Genius or madness? IKEA unveils flat-pack refugee shelter on World Refugee Day

GlobalPost
The World

IKEA, the conglomerate that sells everything from office furniture to lounge suites and beds to the kitchen sink, has a new offering: the flat-pack refugee shelter.

Unveiled in time for World Refugee Day, the prototype is a cheap, construct-it-yourself hut complete with electricity-generating roofs.

The charitable IKEA Foundation, supported in the idea by the United Nations High Commissioner for Refugees (UNCHR), has designed the shelters — at 17.5 square meters — to be twice as large as an "old-school refugee tent," Fast Company wrote.

They would fit five people comfortably and last up to 10 times longer.

Of 43 million people globally who live as refugees or are internally displaced, 10 percent of them live in tents, the UNHCR estimates.

IKEA says the shelters should take about four hours to assemble, although anyone who's ever assembled anything from Ikea before might consider that timeframe optimistic.

While IKEA might specialize in inoffensive home furnishings, prefabricated and packed into flat boxes for easy transport, the company has tried some novel concepts before — including budget hotels and miniature replicas of its Scandinavian designs for use in dollhouses.

* [Study questions]:
• a. Set down the passage of the IKEA refugee shelter article from "IKEA says the" up to and including "that timeframe optimistic.", word for word.
• b. Write the next part of the article about IKEA's flat-pack refugee shelter, picking up after its final sentence.

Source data

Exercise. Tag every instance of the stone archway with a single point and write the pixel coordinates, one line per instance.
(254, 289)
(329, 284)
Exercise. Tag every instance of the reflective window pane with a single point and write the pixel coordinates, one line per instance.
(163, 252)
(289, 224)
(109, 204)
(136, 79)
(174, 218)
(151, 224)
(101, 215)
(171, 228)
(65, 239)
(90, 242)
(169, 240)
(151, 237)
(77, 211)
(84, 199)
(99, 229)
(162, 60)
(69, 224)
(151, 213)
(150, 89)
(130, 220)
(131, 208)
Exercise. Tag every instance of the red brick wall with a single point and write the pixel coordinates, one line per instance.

* [Answers for this exercise]:
• a.
IKEA says the shelters should take about four hours to assemble, although anyone who's ever assembled anything from Ikea before might consider that timeframe optimistic.

• b.
While IKEA has poured about $4.5 million into the project, it's been pointed out that the company — owned by the INGKA foundation, itself registered as a charitable organization under Dutch law — has faced calls to increase its charitable activities.

UNHCR estimates that 3.5 million refugees, or 10 percent of the world’s refugee population, live in tents which, said Per Heggenes, CEO of the IKEA Foundation, "offer little comfort, dignity, or security."

He continued:

"Further, the existing tents are cold in the winter and hot in the summer. They have no electricity or lighting, limiting refugee families’ ability to lead a normal life."

The IKEA shelter’s walls and roof are composed of a more longlasting laminated polymer material that offers UV protection and insulation.

Paul Spiegel, an official with the UN Refugee Agency, told the Wall Street Journal:

"This is a better solution than tents. It has potential to be better in the elements and the weather."

Fast Company, in its semi-serious coverage of what IKEA is calling simply "Refugee Shelter," includes quite valid speculation over whether the item's set name will be Tillflykt ("refuge" in Swedish) — and whether it will come with the all-important Allen key included.